Dataset entries:

## Start

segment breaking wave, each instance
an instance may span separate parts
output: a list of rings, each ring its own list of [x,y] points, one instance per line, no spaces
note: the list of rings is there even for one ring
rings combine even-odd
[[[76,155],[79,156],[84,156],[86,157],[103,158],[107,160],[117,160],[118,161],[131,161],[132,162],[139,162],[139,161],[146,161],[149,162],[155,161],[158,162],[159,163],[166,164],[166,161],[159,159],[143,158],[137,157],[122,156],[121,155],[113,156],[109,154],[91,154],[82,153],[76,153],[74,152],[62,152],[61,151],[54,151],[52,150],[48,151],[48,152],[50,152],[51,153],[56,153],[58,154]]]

## End

Stated exercise: Reproduce the lines of the listing above word for word.

Result for this task:
segment breaking wave, each instance
an instance may span separate parts
output: a list of rings, each ring its own list of [x,y] points, one instance per line, no spaces
note: the list of rings is there even for one ring
rings combine even-odd
[[[76,155],[79,156],[84,156],[86,157],[103,158],[107,160],[117,160],[118,161],[131,161],[132,162],[139,162],[139,161],[146,161],[149,162],[155,161],[158,162],[159,163],[166,164],[166,161],[159,159],[143,158],[137,157],[122,156],[121,155],[113,156],[109,154],[91,154],[82,153],[76,153],[74,152],[62,152],[61,151],[54,151],[52,150],[48,151],[48,152],[50,152],[51,153],[56,153],[58,154]]]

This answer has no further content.